* [AIM]: Rewrite each of the records below, swapping "cracked" for "split" and leaving everything else unchanged.

-- start of STORED DATA --

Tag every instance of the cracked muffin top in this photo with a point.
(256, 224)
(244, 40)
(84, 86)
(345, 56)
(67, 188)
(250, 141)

-- end of STORED DATA --

* [SOLUTION]:
Tag every instance of the split muffin top in this photo with a point.
(256, 224)
(244, 40)
(84, 86)
(345, 56)
(67, 188)
(250, 141)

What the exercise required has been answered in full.